任务清单:
1. 在这篇 GraphSAGE 代码解读中,用 SAGEConv 实现 GraphSAGE 与用 GraphConv 实现 GCN 的唯一区别是什么?
2. 请照抄这篇 GraphSAGE 代码解读中的一段原文,从含有“和基于 GraphConv 实现”的词句开始,到“super(GraphSAGE, self).__init__()”结束。

正文部分:
══════

本文代码源于 DGL 的 Example 的,感兴趣可以去 github 上面查看。
阅读代码的本意是加深对论文的理解,其次是看下大佬们实现算法的一些方式方法。当然,在阅读 GraphSAGE 代码时我也发现了之前忽视的 GraphSAGE 的细节问题和一些理解错误。比如说:之前忽视了 GraphSAGE 的四种聚合方式的具体实现,对 Alogrithm 2 的算法理解也有问题,再回头看那篇 GraphSAGE 的推文时,实在惨不忍睹= =。
进入正题,简单回顾一下 GraphSAGE。
核心算法:
dgl 已经实现了 SAGEConv 层,所以我们可以直接导入。
有了 SAGEConv 层后,GraphSAGE 实现起来就比较简单。
和基于 GraphConv 实现 GCN 的唯一区别在于把 GraphConv 改成了 SAGEConv:
class GraphSAGE(nn.Module):
def __init__(self,
g,
in_feats,
n_hidden,
n_classes,
n_layers,
activation,
dropout,
aggregator_type):
super(GraphSAGE, self).__init__()
self.layers = nn.ModuleList()
self.g = g
# input layer
self.layers.append(SAGEConv(in_feats, n_hidden, aggregator_type,
feat_drop=dropout, activation=activation))
# hidden layers
for i in range(n_layers - 1):
self.layers.append(SAGEConv(n_hidden, n_hidden, aggregator_type,
feat_drop=dropout, activation=activation))
# output layer
self.layers.append(SAGEConv(n_hidden, n_classes, aggregator_type,
feat_drop=dropout, activation=None)) # activation None
def forward(self, features):
h = features
for layer in self.layers:
h = layer(self.g, h)

══════

指点与标注条目:
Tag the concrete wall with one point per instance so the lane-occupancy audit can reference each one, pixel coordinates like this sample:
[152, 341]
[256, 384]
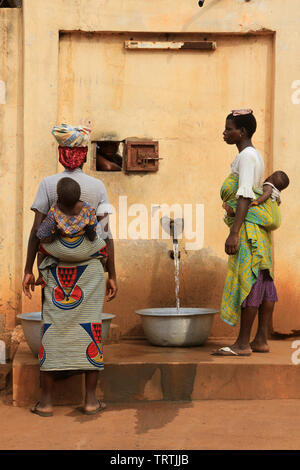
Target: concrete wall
[75, 69]
[11, 167]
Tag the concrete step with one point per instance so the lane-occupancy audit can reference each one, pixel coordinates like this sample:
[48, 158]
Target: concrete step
[136, 371]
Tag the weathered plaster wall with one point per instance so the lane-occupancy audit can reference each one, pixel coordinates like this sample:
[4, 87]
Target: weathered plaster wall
[11, 167]
[142, 265]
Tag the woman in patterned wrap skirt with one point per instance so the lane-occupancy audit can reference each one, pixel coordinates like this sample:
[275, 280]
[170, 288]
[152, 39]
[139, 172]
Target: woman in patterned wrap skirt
[249, 287]
[73, 295]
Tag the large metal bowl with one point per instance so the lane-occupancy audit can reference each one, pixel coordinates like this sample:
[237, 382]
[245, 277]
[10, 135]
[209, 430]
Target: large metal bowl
[32, 327]
[166, 327]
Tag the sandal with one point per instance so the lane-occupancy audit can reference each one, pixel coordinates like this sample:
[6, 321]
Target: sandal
[36, 411]
[101, 407]
[227, 351]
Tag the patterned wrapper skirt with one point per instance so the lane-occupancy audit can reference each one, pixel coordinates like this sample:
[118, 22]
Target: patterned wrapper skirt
[73, 297]
[254, 251]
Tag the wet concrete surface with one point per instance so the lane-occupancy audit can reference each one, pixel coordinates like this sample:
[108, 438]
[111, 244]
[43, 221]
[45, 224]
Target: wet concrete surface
[194, 425]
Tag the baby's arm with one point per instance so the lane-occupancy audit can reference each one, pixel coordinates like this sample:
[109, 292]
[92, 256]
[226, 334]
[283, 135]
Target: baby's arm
[90, 229]
[267, 191]
[48, 229]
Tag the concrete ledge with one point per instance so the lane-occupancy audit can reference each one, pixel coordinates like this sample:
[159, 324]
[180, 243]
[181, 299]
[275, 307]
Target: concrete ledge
[136, 371]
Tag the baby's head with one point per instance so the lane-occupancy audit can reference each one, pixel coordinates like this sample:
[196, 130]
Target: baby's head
[279, 179]
[68, 192]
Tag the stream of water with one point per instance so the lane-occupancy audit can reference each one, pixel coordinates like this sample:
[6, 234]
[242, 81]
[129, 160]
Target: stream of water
[177, 281]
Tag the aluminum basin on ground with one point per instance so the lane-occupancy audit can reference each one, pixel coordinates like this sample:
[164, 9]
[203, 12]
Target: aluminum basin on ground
[32, 325]
[166, 327]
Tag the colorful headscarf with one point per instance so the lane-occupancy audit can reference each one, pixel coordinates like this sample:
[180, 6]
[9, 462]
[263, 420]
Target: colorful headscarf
[72, 158]
[240, 112]
[68, 136]
[73, 144]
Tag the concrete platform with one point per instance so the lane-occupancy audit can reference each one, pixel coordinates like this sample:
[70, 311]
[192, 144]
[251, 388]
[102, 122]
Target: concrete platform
[137, 371]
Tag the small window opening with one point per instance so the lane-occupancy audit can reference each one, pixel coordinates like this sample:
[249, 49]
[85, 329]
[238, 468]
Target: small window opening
[108, 155]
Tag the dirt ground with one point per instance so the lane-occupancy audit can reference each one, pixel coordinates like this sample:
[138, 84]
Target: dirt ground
[198, 425]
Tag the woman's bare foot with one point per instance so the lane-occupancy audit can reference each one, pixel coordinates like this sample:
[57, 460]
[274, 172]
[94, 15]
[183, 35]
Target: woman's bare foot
[259, 346]
[42, 409]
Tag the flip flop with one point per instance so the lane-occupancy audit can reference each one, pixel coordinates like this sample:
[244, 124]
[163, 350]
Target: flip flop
[36, 411]
[101, 407]
[227, 351]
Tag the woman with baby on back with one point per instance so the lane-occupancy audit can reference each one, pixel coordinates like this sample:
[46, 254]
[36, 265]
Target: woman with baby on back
[252, 212]
[69, 206]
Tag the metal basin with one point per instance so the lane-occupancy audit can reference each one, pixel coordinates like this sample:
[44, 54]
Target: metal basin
[166, 327]
[32, 327]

══════

答案列表:
1. 把 GraphConv 改成了 SAGEConv。

2.
和基于 GraphConv 实现 GCN 的唯一区别在于把 GraphConv 改成了 SAGEConv:
class GraphSAGE(nn.Module):
def __init__(self,
g,
in_feats,
n_hidden,
n_classes,
n_layers,
activation,
dropout,
aggregator_type):
super(GraphSAGE, self).__init__()